* [STATED EXERCISE]:
Repeat verbatim the lines of the rows below, starting with the line that contains "the dog's left" and going on through the line that contains "the snow in", both lines included.

Position identification records:
▬▬▬▬▬▬▬▬▬▬

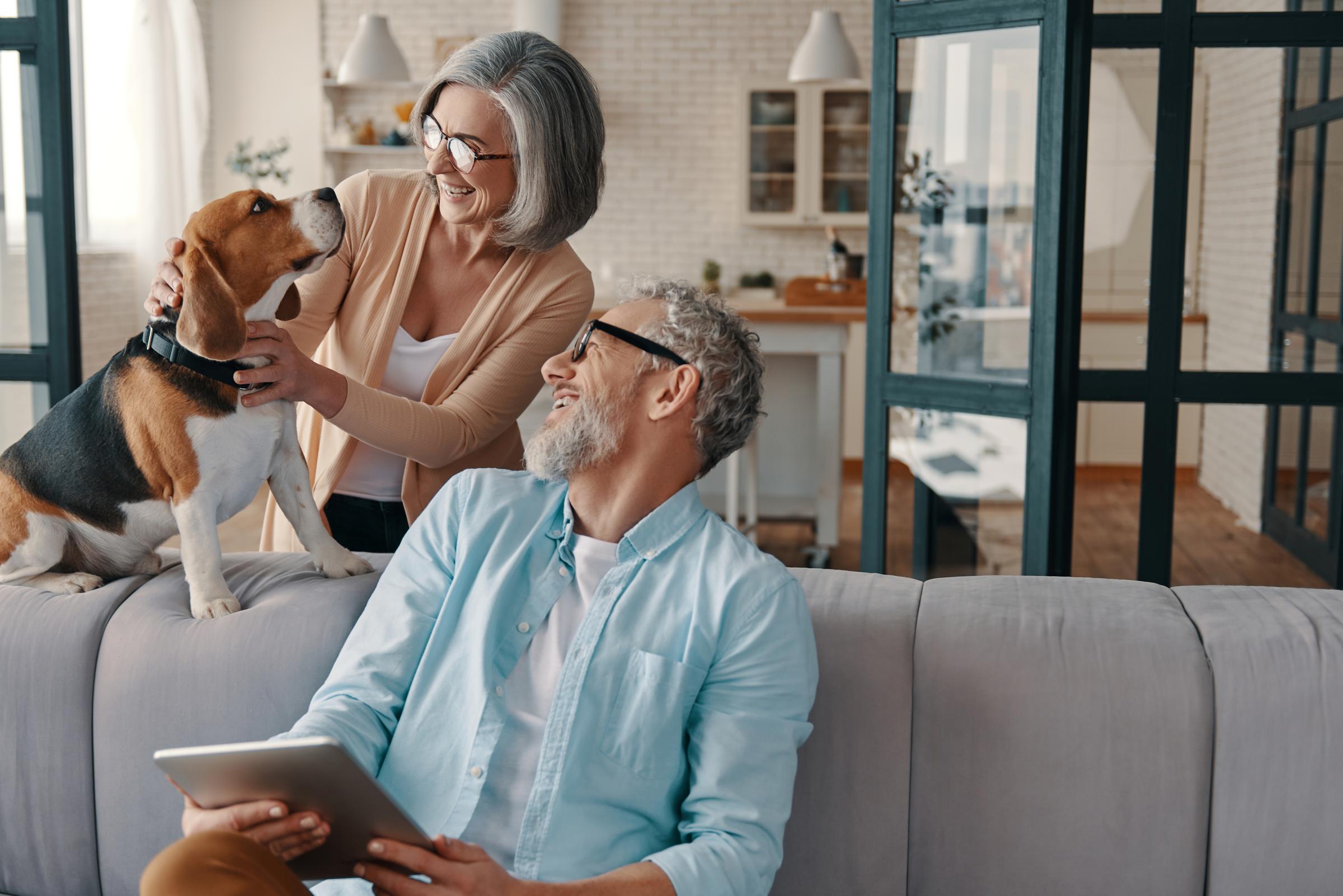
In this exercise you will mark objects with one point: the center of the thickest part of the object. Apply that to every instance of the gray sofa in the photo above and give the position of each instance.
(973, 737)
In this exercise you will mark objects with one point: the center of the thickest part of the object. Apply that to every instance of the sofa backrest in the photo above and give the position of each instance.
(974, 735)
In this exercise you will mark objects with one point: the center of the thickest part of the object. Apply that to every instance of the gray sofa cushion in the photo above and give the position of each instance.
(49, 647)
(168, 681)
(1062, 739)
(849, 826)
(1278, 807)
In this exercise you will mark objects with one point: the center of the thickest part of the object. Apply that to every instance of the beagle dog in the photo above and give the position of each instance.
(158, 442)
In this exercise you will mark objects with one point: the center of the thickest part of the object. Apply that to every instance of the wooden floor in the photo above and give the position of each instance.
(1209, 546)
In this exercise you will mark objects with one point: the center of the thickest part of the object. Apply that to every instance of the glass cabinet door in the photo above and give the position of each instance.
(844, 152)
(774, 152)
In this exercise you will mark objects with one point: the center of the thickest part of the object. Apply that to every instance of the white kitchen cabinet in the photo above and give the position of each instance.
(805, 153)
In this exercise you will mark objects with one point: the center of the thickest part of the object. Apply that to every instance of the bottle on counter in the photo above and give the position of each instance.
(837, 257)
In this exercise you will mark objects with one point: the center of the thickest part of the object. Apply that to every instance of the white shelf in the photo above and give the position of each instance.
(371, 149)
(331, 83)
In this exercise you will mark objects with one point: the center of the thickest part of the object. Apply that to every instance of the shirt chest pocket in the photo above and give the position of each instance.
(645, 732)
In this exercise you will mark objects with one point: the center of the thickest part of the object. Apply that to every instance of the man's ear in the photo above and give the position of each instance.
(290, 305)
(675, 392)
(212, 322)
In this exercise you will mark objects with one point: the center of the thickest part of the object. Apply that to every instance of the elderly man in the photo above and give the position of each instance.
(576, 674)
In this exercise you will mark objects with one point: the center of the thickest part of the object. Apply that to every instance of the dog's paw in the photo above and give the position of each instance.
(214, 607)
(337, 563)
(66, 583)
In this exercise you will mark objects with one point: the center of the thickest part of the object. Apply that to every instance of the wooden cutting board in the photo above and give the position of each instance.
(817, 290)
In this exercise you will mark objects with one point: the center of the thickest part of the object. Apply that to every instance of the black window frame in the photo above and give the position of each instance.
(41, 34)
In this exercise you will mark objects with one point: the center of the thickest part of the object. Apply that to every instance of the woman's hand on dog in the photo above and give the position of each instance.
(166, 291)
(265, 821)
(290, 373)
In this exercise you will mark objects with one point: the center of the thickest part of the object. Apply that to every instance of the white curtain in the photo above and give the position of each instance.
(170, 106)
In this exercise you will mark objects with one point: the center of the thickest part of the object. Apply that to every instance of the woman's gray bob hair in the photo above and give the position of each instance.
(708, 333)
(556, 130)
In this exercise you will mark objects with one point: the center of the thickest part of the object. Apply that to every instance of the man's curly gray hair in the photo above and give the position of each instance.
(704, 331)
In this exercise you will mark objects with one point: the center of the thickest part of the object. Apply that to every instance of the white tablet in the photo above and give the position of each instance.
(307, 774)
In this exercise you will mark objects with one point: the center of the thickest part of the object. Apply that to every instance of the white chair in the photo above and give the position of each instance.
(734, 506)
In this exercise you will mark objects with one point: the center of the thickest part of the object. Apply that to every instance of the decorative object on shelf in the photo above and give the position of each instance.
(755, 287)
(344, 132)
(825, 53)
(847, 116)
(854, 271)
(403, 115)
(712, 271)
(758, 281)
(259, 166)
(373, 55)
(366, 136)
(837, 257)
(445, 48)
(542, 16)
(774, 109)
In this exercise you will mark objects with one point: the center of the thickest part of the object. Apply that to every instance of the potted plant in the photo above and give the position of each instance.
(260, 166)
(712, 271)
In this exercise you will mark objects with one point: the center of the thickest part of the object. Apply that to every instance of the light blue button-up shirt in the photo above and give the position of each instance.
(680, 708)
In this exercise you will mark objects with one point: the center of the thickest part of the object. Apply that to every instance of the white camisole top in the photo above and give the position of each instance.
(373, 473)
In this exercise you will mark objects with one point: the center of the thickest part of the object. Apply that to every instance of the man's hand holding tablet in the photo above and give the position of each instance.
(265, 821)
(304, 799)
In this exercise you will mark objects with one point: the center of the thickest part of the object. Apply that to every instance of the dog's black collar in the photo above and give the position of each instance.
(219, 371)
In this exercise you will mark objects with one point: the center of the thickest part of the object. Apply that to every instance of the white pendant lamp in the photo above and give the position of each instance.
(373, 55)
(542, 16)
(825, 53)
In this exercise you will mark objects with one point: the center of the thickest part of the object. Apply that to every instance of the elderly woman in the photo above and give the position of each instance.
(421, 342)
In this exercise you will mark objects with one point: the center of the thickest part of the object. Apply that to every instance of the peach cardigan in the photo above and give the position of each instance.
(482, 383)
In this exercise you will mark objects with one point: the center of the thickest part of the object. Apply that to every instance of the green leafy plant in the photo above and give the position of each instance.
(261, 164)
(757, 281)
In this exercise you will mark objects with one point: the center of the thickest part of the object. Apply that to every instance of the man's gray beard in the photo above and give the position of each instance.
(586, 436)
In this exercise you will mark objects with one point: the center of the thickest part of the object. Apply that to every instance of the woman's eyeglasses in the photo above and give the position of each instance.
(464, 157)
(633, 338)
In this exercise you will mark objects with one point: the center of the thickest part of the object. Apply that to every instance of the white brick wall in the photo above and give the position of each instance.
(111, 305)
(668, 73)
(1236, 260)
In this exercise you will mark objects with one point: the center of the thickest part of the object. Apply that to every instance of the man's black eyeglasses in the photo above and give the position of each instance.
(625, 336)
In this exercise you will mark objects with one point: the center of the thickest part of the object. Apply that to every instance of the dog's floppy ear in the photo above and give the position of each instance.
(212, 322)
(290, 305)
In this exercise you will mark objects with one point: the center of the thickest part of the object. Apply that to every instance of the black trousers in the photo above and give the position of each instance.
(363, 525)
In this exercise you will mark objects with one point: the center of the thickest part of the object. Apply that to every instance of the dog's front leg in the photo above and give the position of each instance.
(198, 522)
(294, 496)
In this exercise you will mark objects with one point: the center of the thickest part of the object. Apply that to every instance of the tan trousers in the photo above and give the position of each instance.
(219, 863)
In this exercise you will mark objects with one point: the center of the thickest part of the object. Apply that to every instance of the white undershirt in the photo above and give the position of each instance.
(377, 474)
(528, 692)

▬▬▬▬▬▬▬▬▬▬

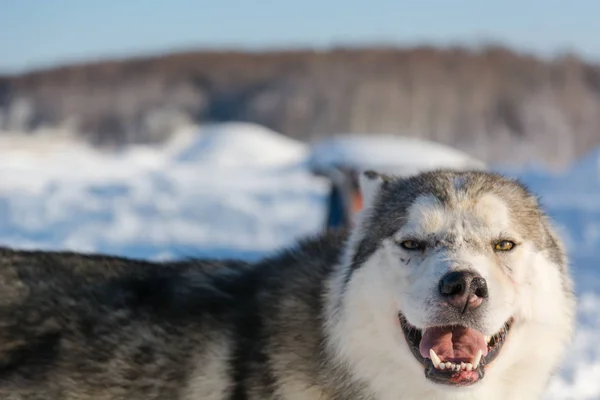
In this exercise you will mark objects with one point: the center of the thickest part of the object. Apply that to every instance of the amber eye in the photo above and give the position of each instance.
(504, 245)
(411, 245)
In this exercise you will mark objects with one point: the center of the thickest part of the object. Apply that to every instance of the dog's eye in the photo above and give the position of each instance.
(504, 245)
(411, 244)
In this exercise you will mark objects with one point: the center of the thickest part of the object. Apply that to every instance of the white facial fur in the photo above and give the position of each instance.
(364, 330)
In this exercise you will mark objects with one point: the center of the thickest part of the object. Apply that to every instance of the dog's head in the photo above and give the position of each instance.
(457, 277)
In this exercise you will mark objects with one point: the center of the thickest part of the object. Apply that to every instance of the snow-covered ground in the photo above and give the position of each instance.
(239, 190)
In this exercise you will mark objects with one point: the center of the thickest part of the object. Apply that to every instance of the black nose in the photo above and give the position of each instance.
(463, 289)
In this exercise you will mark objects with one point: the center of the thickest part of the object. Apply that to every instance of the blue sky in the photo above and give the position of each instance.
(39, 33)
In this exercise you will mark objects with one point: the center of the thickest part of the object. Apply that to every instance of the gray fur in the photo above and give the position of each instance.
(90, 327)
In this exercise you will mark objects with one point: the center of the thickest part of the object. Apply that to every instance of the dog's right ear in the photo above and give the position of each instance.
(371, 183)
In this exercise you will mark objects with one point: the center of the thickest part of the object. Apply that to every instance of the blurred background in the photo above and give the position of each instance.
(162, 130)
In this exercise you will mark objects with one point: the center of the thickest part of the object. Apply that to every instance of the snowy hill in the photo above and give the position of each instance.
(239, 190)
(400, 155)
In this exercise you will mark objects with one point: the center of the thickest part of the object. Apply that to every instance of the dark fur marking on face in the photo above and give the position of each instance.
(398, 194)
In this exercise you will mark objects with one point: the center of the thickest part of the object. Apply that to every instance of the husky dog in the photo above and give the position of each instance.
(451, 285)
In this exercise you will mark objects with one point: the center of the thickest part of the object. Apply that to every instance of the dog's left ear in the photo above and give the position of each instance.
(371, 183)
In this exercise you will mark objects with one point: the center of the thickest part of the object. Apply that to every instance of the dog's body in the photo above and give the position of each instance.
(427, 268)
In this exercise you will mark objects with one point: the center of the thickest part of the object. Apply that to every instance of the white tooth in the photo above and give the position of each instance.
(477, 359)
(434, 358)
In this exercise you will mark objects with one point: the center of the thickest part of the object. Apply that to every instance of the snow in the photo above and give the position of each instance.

▬▬▬▬▬▬▬▬▬▬

* [TASK RESULT]:
In this exercise you will mark objects with one point: the center of the thickest part of the object. Apply that to every instance of the dog's left ear in the photo above and give the position of each instance.
(371, 183)
In this exercise you will mark objects with one point: the center of the thickest part of the object. Apply that to every instance of the dog's body in the photo above and give the position of each instance.
(427, 268)
In this exercise you will mark objects with one point: the center of the thickest part of the object. Apply that to every instance of the white tooth in the photo above and give the position of each instance.
(477, 359)
(434, 358)
In this exercise you will mark objects with one point: the center of the thickest part of the object. Apply that to every instance of the snow in the photo above and give the position of each instance.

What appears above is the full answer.